▸ **Extracted information**:

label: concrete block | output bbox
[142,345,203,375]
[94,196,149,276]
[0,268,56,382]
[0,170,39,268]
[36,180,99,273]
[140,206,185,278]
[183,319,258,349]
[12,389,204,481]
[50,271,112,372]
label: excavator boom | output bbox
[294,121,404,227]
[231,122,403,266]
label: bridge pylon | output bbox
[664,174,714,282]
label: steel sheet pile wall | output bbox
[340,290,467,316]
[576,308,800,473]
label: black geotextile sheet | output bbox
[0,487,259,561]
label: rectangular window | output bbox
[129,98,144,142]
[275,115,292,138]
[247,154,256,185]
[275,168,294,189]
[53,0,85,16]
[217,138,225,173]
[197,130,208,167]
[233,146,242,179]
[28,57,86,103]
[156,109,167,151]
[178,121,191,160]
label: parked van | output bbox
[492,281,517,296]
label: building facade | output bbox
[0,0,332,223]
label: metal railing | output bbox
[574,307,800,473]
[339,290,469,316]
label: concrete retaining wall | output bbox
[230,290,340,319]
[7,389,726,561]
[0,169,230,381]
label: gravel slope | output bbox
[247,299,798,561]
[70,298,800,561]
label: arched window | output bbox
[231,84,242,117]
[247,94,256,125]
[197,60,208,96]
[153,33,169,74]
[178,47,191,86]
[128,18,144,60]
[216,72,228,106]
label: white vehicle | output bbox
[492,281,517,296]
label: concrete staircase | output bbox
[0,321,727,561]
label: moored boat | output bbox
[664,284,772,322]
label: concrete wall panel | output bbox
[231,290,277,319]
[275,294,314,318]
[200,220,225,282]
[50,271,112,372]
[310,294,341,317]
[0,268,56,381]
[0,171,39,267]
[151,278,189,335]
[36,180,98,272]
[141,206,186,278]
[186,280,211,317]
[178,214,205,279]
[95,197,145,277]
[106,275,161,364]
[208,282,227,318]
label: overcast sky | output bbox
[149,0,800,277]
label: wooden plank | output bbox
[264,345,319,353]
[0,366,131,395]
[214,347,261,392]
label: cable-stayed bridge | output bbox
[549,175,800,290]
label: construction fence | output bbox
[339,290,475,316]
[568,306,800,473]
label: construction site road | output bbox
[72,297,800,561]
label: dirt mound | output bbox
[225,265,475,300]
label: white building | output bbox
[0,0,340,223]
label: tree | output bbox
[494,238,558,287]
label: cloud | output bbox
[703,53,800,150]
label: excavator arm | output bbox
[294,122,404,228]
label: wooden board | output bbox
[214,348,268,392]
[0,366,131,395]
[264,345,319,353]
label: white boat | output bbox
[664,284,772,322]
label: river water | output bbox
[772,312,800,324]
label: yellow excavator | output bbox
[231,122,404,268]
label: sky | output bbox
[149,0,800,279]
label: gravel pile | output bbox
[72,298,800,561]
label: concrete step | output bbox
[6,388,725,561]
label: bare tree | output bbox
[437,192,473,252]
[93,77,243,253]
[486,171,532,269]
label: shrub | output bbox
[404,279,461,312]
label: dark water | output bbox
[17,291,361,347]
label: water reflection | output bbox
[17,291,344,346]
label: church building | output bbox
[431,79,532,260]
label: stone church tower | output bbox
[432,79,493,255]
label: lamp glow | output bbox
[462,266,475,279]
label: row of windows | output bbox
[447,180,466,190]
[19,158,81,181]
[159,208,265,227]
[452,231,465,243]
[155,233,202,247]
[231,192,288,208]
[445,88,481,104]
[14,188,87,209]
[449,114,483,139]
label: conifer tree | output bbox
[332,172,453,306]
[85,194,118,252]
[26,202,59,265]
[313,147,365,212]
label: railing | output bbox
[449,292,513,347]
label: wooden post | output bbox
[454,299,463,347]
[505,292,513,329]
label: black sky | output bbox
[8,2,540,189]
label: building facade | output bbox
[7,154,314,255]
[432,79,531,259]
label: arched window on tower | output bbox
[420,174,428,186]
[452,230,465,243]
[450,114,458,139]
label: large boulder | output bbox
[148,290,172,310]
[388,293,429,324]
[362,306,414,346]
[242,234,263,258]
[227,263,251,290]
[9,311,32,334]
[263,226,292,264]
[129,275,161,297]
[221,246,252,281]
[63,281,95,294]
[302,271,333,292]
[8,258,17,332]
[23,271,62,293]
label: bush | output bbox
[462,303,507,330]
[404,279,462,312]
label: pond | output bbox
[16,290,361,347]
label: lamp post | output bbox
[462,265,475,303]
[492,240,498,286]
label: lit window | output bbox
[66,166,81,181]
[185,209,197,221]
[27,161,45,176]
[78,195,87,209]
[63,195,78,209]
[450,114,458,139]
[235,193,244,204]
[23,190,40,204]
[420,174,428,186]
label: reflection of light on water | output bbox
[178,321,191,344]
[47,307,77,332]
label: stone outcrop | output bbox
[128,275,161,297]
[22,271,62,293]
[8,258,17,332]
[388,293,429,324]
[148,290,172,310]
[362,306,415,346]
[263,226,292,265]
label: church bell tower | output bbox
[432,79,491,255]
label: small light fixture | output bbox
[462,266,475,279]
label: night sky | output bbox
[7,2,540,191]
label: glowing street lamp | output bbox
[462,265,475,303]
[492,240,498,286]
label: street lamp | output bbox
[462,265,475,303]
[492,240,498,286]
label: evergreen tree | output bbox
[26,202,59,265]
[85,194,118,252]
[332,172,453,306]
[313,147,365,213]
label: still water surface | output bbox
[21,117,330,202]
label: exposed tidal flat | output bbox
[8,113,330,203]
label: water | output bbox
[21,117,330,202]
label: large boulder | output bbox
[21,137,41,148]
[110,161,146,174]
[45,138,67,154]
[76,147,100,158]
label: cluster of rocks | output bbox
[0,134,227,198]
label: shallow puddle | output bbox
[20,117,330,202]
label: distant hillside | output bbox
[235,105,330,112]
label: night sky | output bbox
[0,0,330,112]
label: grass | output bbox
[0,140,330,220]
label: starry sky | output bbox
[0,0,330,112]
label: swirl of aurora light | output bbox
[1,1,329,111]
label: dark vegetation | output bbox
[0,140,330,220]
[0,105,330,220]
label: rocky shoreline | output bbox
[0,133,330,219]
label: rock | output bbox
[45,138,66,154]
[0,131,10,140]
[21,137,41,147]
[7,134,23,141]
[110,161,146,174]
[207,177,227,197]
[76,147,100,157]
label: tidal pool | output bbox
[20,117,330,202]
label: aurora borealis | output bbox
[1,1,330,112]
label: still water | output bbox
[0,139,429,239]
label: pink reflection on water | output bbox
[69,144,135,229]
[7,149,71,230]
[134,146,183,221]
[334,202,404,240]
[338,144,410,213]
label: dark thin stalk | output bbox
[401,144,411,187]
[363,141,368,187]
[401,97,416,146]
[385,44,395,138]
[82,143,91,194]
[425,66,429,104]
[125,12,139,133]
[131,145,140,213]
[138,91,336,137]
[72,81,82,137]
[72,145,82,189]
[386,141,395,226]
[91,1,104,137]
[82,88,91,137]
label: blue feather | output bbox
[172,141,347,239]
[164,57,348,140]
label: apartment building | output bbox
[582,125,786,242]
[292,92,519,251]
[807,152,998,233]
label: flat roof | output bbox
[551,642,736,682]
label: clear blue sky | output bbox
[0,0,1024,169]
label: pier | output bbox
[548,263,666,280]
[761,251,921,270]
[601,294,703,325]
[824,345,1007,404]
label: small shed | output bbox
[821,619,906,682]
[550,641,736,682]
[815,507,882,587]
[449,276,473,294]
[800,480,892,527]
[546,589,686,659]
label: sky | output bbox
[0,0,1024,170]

▸ **Work instructions**: Reproduce verbatim the portion of the entries that opens with the line containing "label: still water | output bbox" and closes with the line containing "[338,144,410,213]", including both of those lines.

▸ **Solution**:
label: still water | output bbox
[0,139,429,239]
label: pink reflection on water | output bbox
[69,144,135,229]
[7,149,71,230]
[134,146,183,221]
[334,202,404,240]
[338,144,410,213]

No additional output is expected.